■ Directions for this task
For each line in the data below that has the word "cardigan", copy that line.

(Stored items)
====

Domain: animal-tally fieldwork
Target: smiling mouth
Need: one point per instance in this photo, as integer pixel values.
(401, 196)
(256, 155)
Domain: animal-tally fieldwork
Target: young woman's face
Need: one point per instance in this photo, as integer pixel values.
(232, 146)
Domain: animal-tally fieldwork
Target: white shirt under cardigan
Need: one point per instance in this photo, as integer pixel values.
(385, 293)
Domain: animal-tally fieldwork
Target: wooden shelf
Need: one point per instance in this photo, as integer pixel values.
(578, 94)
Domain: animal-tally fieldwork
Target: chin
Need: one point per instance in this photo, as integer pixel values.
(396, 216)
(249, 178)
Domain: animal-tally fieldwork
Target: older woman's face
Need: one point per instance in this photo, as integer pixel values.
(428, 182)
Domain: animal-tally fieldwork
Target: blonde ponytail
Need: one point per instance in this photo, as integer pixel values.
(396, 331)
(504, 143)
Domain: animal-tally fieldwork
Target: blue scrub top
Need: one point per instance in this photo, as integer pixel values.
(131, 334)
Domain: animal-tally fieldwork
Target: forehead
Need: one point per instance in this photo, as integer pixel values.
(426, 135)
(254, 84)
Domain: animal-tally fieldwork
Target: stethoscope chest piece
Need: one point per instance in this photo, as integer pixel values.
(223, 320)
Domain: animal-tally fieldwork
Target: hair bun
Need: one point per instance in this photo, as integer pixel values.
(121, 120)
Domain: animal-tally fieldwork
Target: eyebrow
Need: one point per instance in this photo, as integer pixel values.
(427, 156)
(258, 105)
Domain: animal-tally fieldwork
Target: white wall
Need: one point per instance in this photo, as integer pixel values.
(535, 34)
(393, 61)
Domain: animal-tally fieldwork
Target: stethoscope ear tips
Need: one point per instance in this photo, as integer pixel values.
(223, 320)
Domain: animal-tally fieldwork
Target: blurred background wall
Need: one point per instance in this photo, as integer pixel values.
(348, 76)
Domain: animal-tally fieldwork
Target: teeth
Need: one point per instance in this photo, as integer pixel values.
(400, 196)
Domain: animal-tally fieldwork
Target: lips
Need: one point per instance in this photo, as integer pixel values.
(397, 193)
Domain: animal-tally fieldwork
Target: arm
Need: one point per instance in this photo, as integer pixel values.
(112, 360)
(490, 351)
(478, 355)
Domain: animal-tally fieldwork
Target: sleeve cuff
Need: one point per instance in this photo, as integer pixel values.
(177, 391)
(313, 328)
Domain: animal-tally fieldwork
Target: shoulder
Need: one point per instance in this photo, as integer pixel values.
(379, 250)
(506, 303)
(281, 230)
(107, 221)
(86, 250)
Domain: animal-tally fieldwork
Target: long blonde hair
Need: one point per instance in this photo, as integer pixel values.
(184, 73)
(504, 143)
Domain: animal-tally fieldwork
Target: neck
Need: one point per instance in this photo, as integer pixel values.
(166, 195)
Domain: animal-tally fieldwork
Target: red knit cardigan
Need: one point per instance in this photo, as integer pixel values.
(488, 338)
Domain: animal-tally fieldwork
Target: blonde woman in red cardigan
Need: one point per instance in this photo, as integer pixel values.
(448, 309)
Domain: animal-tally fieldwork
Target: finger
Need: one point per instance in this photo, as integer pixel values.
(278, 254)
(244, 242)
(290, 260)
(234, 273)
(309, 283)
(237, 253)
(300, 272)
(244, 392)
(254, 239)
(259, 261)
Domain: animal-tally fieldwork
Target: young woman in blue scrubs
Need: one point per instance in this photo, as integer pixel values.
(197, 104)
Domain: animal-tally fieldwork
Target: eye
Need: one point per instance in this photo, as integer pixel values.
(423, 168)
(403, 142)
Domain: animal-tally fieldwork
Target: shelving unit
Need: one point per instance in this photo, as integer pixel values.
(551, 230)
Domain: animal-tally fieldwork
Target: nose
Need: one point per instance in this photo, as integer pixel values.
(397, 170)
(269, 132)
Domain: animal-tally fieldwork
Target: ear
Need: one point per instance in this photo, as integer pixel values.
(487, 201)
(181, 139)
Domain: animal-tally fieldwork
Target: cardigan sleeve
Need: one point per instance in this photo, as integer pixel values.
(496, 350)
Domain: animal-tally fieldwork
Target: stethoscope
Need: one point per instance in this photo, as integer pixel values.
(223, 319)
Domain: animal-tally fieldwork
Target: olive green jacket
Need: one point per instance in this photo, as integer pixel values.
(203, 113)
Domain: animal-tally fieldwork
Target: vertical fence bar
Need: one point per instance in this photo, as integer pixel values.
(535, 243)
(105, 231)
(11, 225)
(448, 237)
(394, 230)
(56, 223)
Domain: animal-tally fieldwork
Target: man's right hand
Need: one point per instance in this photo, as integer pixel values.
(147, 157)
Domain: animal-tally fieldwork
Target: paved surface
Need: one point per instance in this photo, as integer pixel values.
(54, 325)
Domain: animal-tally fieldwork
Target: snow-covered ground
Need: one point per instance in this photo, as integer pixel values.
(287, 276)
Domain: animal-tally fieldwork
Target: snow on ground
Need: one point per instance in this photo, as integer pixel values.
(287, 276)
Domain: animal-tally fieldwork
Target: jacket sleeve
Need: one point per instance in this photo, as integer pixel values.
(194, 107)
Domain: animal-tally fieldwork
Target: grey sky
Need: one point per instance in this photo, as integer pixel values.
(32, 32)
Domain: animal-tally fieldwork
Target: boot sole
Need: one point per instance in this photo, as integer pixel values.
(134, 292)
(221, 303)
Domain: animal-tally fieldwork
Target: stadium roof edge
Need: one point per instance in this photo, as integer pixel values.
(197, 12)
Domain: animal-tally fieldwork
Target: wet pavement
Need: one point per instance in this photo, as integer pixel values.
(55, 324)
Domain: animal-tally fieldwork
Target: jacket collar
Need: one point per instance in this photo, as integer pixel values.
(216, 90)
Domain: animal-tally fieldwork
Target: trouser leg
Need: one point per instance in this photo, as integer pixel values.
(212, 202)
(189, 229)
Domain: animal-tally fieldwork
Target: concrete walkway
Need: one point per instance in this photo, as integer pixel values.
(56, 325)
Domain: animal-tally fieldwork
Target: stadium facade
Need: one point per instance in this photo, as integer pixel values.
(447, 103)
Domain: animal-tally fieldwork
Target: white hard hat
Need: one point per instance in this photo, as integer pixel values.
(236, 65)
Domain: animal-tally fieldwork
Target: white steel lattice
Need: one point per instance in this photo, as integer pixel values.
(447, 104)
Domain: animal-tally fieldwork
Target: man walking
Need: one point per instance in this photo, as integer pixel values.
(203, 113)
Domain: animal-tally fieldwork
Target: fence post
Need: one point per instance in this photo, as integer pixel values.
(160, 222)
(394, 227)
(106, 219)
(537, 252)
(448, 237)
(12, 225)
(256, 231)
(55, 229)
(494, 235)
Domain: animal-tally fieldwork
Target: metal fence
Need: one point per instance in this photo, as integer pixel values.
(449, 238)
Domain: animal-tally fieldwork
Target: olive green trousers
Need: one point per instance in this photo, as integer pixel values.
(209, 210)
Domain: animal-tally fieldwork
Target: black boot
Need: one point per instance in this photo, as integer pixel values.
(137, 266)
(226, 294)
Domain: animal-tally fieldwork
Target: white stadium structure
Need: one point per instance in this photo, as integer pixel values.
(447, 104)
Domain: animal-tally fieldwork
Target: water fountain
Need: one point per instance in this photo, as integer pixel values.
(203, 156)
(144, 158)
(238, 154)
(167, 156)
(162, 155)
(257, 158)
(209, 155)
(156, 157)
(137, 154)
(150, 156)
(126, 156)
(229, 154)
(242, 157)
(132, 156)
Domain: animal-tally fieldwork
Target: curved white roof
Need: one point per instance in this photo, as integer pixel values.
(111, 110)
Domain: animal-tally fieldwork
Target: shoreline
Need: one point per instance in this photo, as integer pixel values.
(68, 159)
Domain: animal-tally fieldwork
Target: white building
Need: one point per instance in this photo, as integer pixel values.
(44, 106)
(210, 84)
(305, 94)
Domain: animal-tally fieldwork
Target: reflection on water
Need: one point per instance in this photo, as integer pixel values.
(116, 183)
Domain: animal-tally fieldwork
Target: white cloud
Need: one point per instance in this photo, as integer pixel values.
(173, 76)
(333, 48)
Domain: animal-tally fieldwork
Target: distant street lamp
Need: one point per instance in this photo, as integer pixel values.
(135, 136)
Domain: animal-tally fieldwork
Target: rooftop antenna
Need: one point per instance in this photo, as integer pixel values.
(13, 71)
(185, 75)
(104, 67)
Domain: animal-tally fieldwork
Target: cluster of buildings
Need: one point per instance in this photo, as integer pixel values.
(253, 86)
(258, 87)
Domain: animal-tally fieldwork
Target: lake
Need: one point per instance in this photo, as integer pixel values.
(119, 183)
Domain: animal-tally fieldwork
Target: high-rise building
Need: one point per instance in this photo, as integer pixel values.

====

■ Solution for this exercise
Target: white shirt under cardigan
Target: red knit cardigan
Target: blonde woman in red cardigan
Target: cardigan sleeve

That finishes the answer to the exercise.